***** Kaynak Metin *****

Tahribatsız malzeme muayene yöntemleri malzemelerin dış yüzeyi üzerine uygulanır. Dolayısıyla malzeme iç yapısıyla ilgili sonuçlar elde edilemez. Oysa malzeme iç yapısında, üretimden kaynaklanan hataların olabileceği de bir gerçektir. Bunlar gaz boşlukları, çatlaklar ve yabancı madde kalıntıları olarak kendilerini gösterir. Malzeme hataları içinde en tehlikeli olanları iç yapıda oluşanlardır. Çünkü iç yapıda kaldıklarından ortaya sonradan çıkarabilecekleri aksaklıkları önceden kestirmek zordur.

Gerekli önlemler alınmadığı ve muayeneler yapılmadığı takdirde bu tür hatalı iş parçaları üretim ya da kullanım anında iş parçasının kırılmasına ya da kopmasına yol açar. Özellikle hayatî öneme sahip iş parçalarında, kopma ve kırılma gibi hataların oluşması telafisi güç sorunlar oluşturur. Tüm bu nedenler bir araya geldiğinde, malzeme iç yapısının muayenesinin önemi daha da ön plana çıkar. Özellikle içyapıdaki hataların belirlenmesi malzemeye zarar vermeden yapılıyorsa tahribatsız muayene yöntemleri içinde ele alınır.

***** Kayıtlı Veriler *****

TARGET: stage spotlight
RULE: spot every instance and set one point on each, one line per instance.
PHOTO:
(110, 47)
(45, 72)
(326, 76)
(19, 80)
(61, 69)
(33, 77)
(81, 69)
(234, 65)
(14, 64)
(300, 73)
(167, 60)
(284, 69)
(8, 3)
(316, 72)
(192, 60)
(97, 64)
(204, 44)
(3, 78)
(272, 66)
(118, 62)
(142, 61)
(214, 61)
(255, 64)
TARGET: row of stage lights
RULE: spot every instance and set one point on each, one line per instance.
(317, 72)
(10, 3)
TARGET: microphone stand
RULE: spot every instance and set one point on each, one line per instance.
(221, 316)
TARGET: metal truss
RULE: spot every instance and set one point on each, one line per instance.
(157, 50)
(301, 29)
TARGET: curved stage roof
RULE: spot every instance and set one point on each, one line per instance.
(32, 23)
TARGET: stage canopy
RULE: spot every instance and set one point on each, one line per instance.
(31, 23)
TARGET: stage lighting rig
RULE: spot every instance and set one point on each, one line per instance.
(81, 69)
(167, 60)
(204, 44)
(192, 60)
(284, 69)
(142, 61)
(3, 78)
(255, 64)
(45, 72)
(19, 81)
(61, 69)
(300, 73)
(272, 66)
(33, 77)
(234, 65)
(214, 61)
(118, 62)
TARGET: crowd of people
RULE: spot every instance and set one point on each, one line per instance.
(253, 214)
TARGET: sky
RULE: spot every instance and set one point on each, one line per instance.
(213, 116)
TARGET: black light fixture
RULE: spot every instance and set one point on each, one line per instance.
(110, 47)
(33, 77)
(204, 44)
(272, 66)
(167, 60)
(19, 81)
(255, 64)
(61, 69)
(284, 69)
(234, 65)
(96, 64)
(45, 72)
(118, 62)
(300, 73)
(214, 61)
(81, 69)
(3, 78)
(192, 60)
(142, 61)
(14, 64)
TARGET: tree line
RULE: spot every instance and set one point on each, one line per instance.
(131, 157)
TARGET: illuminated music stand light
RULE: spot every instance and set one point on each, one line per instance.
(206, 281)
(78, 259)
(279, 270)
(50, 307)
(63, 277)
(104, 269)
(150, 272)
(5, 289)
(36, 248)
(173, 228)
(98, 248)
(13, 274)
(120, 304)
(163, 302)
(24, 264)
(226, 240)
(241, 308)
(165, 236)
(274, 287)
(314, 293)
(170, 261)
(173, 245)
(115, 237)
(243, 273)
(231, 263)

*****

Görev Koşulları
[A] Malzeme muayenesiyle ilgili metne göre iç yapıda oluşan hatalar neden malzeme hatalarının en tehlikelisi sayılır? Bir ile üç cümle arasında açıkla.
[B] Satırlardan "stage" dizesini içerenlerin hepsini çıkar. Büyük ve küçük harf farkı önemlidir.
Metin ile satırlar farklı kaynaklardan alınmıştır.

Sorunların Çözümleri
[A] Bu hatalar iç yapıda kaldıkları için sonradan ortaya çıkarabilecekleri aksaklıkları önceden kestirmek zordur.

[B]
TARGET: stage spotlight
TARGET: row of stage lights
TARGET: curved stage roof
TARGET: stage canopy
TARGET: stage lighting rig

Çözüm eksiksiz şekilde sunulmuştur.